■ **Selected passage**
My junior year yearbook rests on my bookshelf alongside, fittingly, other paraphernalia from my high school years: my SAT prep books; an old math textbook I never returned; a few scattered copies of Sports Illustrated whose cover athletes I can no longer remember. I reach for the yearbook, open it, and smile as I flip through pages of hastily scrawled messages from former friends who by now are nothing more than acquaintances and old acquaintances today merely strangers. I look more closely at the messages, realizing that I’ve lost touch with the great majority of the people whose words lie in the book’s pages; most of the inside jokes made immortal in my book now escape me. But even as I have transitioned from adolescence into adulthood, one girl’s message above all others has stayed with me.

■ **Set of tasks**
[1] Name every item that the yearbook passage says sits on the bookshelf alongside the yearbook.
[2] Pick up the yearbook passage after its final sentence and keep writing it.
Nothing in the listing is needed here.

■ **Excerpted records**
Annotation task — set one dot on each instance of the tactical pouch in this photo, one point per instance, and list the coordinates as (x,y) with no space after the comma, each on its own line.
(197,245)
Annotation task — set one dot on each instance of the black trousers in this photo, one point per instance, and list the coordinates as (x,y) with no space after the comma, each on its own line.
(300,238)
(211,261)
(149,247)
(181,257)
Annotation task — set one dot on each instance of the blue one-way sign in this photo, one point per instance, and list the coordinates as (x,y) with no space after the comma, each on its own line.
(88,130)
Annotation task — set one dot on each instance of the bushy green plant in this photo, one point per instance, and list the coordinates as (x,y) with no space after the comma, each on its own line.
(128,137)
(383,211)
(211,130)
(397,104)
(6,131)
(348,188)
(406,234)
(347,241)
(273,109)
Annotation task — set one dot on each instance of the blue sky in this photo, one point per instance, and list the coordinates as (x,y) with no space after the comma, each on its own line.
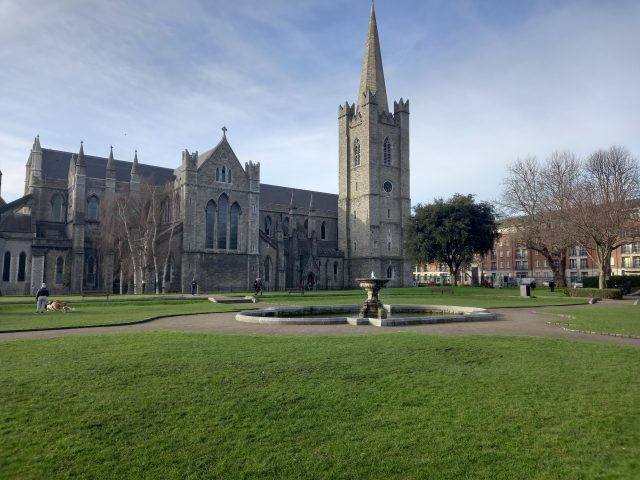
(488,82)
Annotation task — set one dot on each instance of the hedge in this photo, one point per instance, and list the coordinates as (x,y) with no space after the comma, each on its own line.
(613,281)
(614,293)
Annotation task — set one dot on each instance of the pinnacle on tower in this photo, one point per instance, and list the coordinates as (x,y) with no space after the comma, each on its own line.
(110,160)
(292,204)
(80,159)
(134,166)
(372,79)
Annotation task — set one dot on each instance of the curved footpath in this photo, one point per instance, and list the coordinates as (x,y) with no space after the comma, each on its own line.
(511,322)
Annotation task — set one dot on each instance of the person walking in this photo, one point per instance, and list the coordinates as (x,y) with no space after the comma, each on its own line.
(42,296)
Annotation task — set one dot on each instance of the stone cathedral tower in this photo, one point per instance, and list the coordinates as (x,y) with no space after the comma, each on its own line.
(374,199)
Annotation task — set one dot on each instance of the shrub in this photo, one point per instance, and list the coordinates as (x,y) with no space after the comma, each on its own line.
(614,293)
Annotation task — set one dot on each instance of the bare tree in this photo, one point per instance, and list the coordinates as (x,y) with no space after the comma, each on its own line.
(605,204)
(141,232)
(533,194)
(565,202)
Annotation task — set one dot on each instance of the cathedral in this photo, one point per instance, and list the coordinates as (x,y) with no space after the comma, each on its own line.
(229,227)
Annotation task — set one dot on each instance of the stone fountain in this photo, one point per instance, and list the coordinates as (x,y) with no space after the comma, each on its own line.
(372,307)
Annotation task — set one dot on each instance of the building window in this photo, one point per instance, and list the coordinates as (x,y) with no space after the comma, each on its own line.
(6,267)
(165,212)
(57,208)
(167,272)
(91,268)
(210,215)
(267,226)
(223,207)
(356,153)
(234,220)
(59,270)
(386,155)
(92,208)
(22,266)
(267,269)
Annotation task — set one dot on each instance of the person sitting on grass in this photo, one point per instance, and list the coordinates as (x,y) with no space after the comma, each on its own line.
(41,299)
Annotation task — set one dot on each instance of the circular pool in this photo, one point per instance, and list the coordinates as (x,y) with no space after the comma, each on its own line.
(397,315)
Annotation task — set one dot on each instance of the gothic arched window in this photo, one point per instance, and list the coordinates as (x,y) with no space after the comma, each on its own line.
(92,208)
(267,226)
(210,215)
(386,154)
(57,205)
(356,153)
(223,214)
(59,270)
(6,267)
(233,230)
(165,211)
(22,266)
(267,269)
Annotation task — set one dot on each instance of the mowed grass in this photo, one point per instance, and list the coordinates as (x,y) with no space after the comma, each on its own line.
(23,316)
(397,406)
(622,319)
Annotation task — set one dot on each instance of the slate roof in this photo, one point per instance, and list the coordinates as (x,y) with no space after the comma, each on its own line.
(275,195)
(55,165)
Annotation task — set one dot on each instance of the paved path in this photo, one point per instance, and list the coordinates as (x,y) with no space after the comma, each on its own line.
(510,322)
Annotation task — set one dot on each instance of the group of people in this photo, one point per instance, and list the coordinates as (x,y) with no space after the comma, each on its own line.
(257,286)
(42,298)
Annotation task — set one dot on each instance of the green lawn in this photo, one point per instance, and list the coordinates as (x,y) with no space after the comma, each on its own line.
(15,317)
(623,319)
(397,406)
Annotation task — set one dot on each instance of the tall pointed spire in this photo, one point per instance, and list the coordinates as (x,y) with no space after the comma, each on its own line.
(372,79)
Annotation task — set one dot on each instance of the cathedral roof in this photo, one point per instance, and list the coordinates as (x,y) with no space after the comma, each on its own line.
(55,165)
(275,195)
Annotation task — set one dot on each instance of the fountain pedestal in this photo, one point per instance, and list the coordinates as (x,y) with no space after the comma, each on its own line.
(373,307)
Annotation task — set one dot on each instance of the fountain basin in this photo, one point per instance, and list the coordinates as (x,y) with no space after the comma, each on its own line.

■ **Exercise answers**
[1]
- SAT prep books
- an old math textbook the narrator never returned
- a few scattered copies of Sports Illustrated

[2]
You have to understand, first, that setting crazy goals has always kept me from getting bored. For some reason, personal challenges give me a rush found in few other places, places I have searched many times over to no avail. For example, I used to have this terrible habit of speaking in clichés, so one day I decided to go cliché-free to prove to myself that I didn’t need them, that I could be completely original. I lasted about four hours before failing and resolving to try again the next day. It took me a week to finally go a day without a cliché, but when I succeeded I understood the value of focus, of perseverance. A couple years ago, I made myself a lefty for a few months, just to see what it felt like. I adapted nicely to lefthandedness, surprisingly, and after a couple weeks of cramped frustration I found writing with my left hand to be nearly as natural as with my right. Then, having succeeded, I reverted back to my original way of life. But the exercise was not for naught; from that little venture I gained ambidexterity. And despite being quite the carnivore – or perhaps because of it – I made a pledge to vegetarianism my freshman year of college, for no one’s reasons but my own. I was a regular at the salad bar, swore off hamburgers, and somehow I survived. Not eating meat was demanding, but when I succeeded I found true satisfaction. It was like year-round Lent, except you didn’t have to pray or anything.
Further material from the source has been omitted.